Ursula von der Leyen hat derzeit wenig Freunde in Peking. Foto: Imago//Jonathan Rebboah

Emmanuel Macron und Ursula von der Leyen brechen zu einem heiklen Besuch nach Peking auf. Dort ist man vor allem auf die Kommissionschefin nicht gut zu sprechen.

Für chinesische Verhältnisse ist die derzeitige Stille gegenüber dem Gast aus Brüssel erstaunlich. EU-Kommissionspräsidentin Ursula von der Leyen hatte schließlich vor wenigen Tagen erst eine Grundsatzrede gehalten, in der sie nicht nur den Ton gegenüber der Volksrepublik China deutlich verschärfte, sondern unmissverständlich eine Neuausrichtung der gemeinsamen Beziehungen forderte. Bislang jedoch trägt Peking seine Entrüstung nicht nach außen. Es ist, als wolle man die europäische Union – den größten Handelspartner Chinas – auf keinen Fall vergraulen.

-=-=-

## Aufgabe 1
Gib aus den Einträgen unten die Zeilen ab der Zeile mit „Cam-trap alert: motion was detected. Identify baseball“ bis einschließlich der Zeile mit „211, 3, 805, 600“ vollständig wieder. Skaliere dabei jede Koordinate der Begrenzungsrahmen mit dem Faktor 2,55 und runde auf ganze Zahlen, wobei ab ,5 aufgerundet wird.

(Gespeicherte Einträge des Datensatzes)

-=-=-

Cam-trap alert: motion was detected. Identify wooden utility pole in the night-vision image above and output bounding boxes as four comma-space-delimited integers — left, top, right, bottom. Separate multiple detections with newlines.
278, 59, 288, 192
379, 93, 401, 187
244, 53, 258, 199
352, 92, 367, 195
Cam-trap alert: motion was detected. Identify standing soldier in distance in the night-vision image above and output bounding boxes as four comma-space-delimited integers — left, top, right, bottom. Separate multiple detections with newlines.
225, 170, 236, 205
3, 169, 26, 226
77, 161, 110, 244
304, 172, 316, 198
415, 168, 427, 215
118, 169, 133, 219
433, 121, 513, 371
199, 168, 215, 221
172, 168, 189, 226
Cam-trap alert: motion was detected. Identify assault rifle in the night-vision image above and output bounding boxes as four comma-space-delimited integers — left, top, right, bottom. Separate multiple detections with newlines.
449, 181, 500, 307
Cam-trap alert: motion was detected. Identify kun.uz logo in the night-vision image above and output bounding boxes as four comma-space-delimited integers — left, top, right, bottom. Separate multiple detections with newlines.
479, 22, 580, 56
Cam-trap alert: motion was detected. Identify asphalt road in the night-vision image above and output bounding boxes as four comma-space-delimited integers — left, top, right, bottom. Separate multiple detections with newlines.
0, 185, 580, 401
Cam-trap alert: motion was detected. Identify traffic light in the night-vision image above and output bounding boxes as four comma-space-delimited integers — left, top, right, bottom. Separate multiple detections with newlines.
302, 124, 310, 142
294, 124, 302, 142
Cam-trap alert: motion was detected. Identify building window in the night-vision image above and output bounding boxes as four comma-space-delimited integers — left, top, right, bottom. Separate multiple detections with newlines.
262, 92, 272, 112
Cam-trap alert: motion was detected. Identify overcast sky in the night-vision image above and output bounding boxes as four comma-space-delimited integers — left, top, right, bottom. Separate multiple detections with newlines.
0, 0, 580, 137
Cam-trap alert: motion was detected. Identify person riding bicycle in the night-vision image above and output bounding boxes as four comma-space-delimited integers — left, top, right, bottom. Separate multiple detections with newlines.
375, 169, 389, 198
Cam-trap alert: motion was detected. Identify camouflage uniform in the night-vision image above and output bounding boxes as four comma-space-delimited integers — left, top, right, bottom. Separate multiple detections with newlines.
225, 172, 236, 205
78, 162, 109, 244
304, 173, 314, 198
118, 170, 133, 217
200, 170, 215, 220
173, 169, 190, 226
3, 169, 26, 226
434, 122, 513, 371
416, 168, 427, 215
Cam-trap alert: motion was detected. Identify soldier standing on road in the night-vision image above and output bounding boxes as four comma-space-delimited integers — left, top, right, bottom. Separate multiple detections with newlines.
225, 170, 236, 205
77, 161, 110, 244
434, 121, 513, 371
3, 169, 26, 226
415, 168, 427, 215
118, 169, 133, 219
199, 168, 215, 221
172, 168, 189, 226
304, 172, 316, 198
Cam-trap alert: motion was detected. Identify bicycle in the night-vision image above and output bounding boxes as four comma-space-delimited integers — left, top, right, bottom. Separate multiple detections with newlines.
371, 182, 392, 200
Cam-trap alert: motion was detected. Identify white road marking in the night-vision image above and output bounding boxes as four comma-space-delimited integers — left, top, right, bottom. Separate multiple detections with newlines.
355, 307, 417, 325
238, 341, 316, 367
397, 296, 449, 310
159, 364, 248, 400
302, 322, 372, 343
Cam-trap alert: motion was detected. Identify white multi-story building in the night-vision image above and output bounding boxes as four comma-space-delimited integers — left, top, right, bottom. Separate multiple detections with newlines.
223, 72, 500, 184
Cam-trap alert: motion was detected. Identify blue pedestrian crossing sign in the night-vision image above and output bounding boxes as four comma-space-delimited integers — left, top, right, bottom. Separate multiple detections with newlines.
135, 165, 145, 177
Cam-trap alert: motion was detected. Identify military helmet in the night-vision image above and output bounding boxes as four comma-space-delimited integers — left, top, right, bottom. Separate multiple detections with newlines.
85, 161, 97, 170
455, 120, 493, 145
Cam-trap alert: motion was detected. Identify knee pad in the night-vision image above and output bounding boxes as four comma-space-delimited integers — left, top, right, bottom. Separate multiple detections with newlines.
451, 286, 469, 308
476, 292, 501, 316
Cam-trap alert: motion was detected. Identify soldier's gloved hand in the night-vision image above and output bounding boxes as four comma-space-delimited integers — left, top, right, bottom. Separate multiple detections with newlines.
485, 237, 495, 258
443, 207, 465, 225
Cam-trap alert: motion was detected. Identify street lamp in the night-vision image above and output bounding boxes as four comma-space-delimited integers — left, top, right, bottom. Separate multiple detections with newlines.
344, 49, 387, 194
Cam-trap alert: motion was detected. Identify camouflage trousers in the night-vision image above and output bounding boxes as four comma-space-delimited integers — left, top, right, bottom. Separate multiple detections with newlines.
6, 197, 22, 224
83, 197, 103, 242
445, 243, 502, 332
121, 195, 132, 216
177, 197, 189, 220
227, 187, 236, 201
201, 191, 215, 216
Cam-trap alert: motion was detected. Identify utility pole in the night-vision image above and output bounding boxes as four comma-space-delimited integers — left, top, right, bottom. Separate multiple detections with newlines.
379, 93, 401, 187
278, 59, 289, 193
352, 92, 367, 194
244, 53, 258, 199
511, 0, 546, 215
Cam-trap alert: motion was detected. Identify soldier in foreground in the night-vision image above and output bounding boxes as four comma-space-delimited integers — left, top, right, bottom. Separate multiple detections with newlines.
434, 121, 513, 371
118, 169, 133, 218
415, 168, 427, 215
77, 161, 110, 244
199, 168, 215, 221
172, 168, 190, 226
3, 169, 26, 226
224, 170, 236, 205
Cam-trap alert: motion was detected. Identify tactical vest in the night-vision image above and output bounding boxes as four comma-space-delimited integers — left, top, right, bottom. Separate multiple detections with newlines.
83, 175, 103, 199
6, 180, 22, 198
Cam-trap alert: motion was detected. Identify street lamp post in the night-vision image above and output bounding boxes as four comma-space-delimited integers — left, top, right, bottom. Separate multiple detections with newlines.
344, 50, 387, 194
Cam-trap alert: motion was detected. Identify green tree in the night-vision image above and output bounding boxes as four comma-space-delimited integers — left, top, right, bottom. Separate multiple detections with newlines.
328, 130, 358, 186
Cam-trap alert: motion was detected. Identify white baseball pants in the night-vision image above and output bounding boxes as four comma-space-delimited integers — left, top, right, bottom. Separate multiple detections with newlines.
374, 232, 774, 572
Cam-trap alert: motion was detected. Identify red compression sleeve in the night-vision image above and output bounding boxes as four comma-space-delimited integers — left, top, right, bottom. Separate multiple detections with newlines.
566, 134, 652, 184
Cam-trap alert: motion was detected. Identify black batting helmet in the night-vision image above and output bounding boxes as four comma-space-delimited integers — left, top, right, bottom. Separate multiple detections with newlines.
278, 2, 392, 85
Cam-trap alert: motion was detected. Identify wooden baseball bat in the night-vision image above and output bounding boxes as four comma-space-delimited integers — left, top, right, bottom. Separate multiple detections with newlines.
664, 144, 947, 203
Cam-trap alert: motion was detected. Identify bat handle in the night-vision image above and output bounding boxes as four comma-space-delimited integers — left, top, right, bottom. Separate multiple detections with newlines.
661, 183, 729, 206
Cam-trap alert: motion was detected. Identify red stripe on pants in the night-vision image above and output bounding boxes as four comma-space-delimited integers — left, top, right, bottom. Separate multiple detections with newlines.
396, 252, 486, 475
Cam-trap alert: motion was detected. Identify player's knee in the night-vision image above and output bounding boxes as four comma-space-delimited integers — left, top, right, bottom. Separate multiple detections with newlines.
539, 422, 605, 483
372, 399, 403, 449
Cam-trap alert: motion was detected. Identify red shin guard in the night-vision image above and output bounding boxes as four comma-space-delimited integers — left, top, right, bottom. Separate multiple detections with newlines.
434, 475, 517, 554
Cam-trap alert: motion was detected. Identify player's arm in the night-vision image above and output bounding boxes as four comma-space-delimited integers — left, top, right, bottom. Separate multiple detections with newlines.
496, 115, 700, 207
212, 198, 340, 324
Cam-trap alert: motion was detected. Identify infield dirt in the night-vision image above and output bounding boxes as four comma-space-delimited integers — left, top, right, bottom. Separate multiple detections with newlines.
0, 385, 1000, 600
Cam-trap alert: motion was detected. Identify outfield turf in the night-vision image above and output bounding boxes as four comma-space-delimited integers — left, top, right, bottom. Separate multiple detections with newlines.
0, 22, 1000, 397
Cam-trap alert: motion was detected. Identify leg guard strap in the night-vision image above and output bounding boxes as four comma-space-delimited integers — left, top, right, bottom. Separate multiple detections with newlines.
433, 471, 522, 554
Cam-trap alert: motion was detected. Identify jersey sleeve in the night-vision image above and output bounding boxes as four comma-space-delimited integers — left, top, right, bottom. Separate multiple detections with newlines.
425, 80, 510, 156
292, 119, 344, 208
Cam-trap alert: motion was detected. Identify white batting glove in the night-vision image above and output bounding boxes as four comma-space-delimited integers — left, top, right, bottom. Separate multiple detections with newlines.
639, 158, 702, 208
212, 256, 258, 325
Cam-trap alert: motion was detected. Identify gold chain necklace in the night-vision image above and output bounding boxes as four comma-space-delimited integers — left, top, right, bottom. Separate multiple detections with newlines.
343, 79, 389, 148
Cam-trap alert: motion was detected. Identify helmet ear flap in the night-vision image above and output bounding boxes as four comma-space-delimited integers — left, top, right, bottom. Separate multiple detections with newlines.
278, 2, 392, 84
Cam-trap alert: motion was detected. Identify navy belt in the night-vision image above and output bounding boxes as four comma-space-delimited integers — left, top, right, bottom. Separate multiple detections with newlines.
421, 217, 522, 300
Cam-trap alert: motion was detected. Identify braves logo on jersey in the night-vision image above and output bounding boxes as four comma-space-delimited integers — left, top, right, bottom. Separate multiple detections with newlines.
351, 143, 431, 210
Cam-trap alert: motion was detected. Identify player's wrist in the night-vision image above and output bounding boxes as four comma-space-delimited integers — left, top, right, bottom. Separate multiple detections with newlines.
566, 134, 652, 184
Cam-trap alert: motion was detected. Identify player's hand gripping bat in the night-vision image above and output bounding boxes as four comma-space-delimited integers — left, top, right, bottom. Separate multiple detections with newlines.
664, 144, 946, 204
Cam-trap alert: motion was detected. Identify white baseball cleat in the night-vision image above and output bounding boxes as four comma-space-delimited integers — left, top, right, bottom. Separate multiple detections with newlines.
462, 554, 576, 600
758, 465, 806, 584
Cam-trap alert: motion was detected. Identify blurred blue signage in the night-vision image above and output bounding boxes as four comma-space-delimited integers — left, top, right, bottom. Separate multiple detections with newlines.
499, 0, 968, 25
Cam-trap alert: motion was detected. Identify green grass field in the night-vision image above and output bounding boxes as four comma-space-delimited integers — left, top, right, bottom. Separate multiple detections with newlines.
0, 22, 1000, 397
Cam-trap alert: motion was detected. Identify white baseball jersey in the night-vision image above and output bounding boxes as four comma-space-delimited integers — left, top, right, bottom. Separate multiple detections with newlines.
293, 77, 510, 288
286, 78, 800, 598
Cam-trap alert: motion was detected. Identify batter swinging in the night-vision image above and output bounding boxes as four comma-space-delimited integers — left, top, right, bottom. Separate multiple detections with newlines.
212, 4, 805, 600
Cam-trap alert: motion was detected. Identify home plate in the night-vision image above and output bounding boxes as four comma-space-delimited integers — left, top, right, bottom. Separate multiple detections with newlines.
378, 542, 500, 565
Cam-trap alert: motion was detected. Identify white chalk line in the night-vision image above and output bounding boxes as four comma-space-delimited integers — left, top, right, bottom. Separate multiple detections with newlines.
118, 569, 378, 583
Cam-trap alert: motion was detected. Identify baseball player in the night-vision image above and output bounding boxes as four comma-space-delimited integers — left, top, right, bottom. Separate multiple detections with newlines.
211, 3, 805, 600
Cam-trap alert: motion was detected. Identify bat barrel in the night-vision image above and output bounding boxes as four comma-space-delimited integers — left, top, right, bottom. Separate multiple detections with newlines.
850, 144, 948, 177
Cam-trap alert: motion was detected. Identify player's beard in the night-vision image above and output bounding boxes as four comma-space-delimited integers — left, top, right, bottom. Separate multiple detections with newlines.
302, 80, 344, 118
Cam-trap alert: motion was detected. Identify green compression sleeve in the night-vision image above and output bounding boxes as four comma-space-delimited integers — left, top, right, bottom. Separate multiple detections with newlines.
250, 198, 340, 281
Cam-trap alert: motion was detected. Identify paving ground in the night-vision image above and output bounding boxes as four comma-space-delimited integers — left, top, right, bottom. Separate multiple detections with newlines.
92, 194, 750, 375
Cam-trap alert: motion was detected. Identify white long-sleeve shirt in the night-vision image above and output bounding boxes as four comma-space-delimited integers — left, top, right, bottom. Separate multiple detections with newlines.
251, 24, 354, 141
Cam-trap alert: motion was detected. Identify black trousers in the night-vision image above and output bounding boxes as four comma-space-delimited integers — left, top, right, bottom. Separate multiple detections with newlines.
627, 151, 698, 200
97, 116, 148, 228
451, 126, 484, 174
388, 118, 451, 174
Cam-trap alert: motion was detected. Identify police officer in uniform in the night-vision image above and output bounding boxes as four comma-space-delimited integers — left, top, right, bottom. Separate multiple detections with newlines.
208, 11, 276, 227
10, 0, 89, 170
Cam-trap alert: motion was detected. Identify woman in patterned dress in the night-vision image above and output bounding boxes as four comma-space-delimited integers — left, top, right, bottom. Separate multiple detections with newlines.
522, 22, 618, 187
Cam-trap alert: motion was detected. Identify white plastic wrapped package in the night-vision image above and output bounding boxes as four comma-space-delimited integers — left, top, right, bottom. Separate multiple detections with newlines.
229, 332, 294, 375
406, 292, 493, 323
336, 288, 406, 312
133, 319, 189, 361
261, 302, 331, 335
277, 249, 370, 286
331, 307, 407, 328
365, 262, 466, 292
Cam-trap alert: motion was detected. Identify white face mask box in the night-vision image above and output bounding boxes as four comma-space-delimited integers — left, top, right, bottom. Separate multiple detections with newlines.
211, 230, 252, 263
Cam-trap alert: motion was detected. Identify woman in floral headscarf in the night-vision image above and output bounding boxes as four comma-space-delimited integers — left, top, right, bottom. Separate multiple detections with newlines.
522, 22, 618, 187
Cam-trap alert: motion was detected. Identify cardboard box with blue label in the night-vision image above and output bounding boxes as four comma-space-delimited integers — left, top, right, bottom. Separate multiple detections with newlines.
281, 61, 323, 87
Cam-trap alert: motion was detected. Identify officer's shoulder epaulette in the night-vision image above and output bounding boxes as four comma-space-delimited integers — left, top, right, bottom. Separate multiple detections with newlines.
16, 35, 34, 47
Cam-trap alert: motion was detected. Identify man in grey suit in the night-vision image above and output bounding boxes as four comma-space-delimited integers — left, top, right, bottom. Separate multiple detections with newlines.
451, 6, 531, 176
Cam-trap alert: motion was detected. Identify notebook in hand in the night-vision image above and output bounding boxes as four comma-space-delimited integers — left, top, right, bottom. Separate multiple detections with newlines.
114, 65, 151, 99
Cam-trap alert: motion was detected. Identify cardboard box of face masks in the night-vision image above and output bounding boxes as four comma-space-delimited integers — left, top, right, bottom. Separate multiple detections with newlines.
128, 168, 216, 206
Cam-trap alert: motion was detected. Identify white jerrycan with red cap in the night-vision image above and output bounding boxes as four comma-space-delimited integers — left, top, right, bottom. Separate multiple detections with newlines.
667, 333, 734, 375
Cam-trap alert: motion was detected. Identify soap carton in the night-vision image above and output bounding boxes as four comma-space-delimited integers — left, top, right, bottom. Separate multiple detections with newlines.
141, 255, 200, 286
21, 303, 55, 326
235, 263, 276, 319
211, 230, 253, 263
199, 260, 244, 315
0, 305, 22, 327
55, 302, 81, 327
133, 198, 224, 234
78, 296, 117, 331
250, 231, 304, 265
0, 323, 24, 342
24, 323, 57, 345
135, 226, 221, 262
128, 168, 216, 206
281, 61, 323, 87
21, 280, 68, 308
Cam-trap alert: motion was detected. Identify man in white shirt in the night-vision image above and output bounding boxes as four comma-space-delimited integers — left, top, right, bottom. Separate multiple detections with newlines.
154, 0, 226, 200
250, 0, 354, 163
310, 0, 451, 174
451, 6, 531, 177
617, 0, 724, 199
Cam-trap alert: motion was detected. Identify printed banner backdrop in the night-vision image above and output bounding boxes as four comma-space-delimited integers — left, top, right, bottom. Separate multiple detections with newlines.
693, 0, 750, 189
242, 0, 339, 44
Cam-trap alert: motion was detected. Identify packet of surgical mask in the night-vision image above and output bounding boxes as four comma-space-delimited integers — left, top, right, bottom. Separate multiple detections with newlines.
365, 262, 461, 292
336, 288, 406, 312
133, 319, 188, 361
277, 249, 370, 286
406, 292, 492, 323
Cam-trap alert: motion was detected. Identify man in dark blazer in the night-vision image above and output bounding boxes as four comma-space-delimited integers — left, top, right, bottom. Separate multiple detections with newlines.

-=-=-

## Aufgabe 2
Prüfe anhand des vorliegenden Textes, ob die folgenden Aussagen zutreffen. Beantworte jede mit Ja oder Nein und zitiere die entscheidenden Worte wörtlich.
(a) Von der Leyen hat wenige Tage vor dem Besuch eine Grundsatzrede gehalten.
(b) Peking hat seine Entrüstung bereits öffentlich geäußert.
(c) Die Europäische Union ist Chinas größter Handelspartner.

## Vollständige Ausgabe 1
Cam-trap alert: motion was detected. Identify baseball player in the night-vision image above and output bounding boxes as four comma-space-delimited integers — left, top, right, bottom. Separate multiple detections with newlines.
538, 8, 2053, 1530

## Vollständige Ausgabe 2
(a) Ja: „hatte schließlich vor wenigen Tagen erst eine Grundsatzrede gehalten“
(b) Nein: „Bislang jedoch trägt Peking seine Entrüstung nicht nach außen.“
(c) Ja: „die europäische Union – den größten Handelspartner Chinas“